Notícia e mídia no Brasil (VIII): A imprensa alternativa na ditadura
08/07/2013 20:30Davenir Viganon
A mudança de padrão do jornalismo de doutrinário para o noticioso acompanhou o fim da fase concorrencial para a monopolizadora. As grandes empresas de comunicação entrelaçados com a ideologia do governo militar, limitaram as opções de informação ao público. Nesse contexto, abordado nos textos anteriores surge uma mídia alternativa que vai contestar o momento político estabelecido.
A rigor, mídia alternativa refere-se a um novo meio de comunicação, além das tradicionais (de massa) televisão, rádio, revista ou jornal como se fossem complementares as existentes. De modo que desde os outdoors, até o grafite podem ser considerados como uma mídia alternativa. Mas ver a mídia alternativa assim é ignorar grande parte do aspecto político que condicionam seu surgimento, ou seja, a alternativa não está na tecnologia empregada, mas sim no conteúdo.
Assim a mídia alternativa pode ser chamada também de mídia contra-hegemônica, pois surge como uma forma de resistência a determinada hegemonia. Apesar de a mídia alternativa fazer parte da história da mídia no Brasil, como já abordado anteriormente em relação às publicações clandestinas e os pasquins, foi durante a ditadura militar que houve um florescimento de publicações em resposta a repressão do período.

» ENUNCIADO 1
Selecione nos registros todas as linhas que contêm a palavra "Query", levando em conta a diferença entre maiúsculas e minúsculas.
O texto acima não tem relação com os registros.

» EXCERTOS DE DADOS
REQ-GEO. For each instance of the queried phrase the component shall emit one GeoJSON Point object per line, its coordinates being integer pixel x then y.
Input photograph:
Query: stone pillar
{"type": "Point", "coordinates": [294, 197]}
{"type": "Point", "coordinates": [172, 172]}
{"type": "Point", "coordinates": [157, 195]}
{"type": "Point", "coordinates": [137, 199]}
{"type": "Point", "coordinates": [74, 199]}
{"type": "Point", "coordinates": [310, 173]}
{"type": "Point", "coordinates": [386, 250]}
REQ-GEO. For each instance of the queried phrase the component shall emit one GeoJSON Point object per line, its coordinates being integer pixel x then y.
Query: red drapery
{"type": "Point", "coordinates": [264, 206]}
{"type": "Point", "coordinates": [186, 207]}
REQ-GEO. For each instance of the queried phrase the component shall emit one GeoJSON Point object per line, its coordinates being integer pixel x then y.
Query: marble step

» ENUNCIADO 2
Diga se cada afirmação concorda com o texto sobre a imprensa alternativa na ditadura. Responda sim ou não e cite as palavras do texto que decidem. (a) Para o texto, o que torna a mídia alternativa é a tecnologia empregada. (b) O texto afirma que a mídia alternativa também pode ser chamada de mídia contra-hegemônica. (c) Segundo o texto, houve um florescimento de publicações durante a ditadura militar.

» RESPOSTA 1
Query: stone pillar
Query: red drapery
Query: marble step

» RESPOSTA 2
(a) Não: "a alternativa não está na tecnologia empregada, mas sim no conteúdo".
(b) Sim: "a mídia alternativa pode ser chamada também de mídia contra-hegemônica".
(c) Sim: "foi durante a ditadura militar que houve um florescimento de publicações em resposta a repressão do período".